▶ Task to complete
Retype the data in its entirety, with no word changed.

══════════

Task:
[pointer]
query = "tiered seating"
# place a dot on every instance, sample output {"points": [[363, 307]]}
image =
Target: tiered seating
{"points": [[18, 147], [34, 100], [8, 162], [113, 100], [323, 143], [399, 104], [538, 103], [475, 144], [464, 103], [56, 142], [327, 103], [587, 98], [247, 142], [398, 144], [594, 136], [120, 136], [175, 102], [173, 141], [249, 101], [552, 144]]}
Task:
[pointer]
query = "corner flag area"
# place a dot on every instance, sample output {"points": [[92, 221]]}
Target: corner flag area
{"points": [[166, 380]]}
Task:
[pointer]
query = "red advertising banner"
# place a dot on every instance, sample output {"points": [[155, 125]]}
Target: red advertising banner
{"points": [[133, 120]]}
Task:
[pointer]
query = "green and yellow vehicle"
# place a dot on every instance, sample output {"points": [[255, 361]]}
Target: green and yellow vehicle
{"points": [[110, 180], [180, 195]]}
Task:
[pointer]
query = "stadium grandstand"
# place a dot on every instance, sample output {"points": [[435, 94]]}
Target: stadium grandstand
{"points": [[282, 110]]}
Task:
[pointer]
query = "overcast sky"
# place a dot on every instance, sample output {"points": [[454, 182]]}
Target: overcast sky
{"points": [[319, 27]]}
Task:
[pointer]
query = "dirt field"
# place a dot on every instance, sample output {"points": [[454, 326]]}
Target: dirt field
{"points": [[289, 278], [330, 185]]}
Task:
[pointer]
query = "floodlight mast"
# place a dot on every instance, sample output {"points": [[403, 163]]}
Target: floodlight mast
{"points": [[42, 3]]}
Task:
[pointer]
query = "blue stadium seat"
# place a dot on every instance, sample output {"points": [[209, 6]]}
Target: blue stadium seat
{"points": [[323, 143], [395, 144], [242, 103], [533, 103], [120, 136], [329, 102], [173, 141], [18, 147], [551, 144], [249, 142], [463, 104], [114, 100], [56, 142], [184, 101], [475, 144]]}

══════════

▶ Solution for this problem
Task:
[pointer]
query = "tiered seating"
# place a dot on every instance, sample output {"points": [[363, 307]]}
image =
Target: tiered seating
{"points": [[18, 147], [34, 100], [8, 162], [113, 100], [323, 143], [399, 104], [538, 103], [475, 144], [464, 103], [56, 142], [327, 103], [587, 98], [247, 142], [398, 144], [594, 136], [120, 136], [175, 102], [173, 141], [249, 101], [552, 144]]}
Task:
[pointer]
query = "corner flag area"
# place a dot on every instance, sample output {"points": [[92, 221]]}
Target: corner flag area
{"points": [[166, 380]]}
Task:
[pointer]
query = "red advertising banner"
# place a dot on every instance, sample output {"points": [[155, 125]]}
Target: red advertising banner
{"points": [[133, 120]]}
Task:
[pointer]
query = "green and yellow vehicle"
# place a dot on every instance, sample output {"points": [[255, 361]]}
Target: green and yellow vehicle
{"points": [[110, 180], [180, 195]]}
Task:
[pointer]
query = "stadium grandstand"
# place a dot on every instance, sample output {"points": [[435, 94]]}
Target: stadium grandstand
{"points": [[282, 110]]}
Task:
[pointer]
query = "overcast sky"
# place a dot on every instance, sample output {"points": [[454, 182]]}
Target: overcast sky
{"points": [[319, 27]]}
Task:
[pointer]
query = "dirt field"
# place a dot on every instance, sample output {"points": [[454, 326]]}
Target: dirt field
{"points": [[289, 278], [330, 185]]}
Task:
[pointer]
query = "floodlight mast"
# place a dot on every instance, sample output {"points": [[403, 163]]}
Target: floodlight mast
{"points": [[42, 3]]}
Task:
[pointer]
query = "blue stadium seat"
# place a dot on every instance, sample output {"points": [[209, 6]]}
Target: blue stadium seat
{"points": [[323, 143], [395, 144], [242, 103], [533, 103], [120, 136], [329, 102], [173, 141], [18, 147], [551, 144], [249, 142], [463, 104], [114, 100], [56, 142], [184, 101], [475, 144]]}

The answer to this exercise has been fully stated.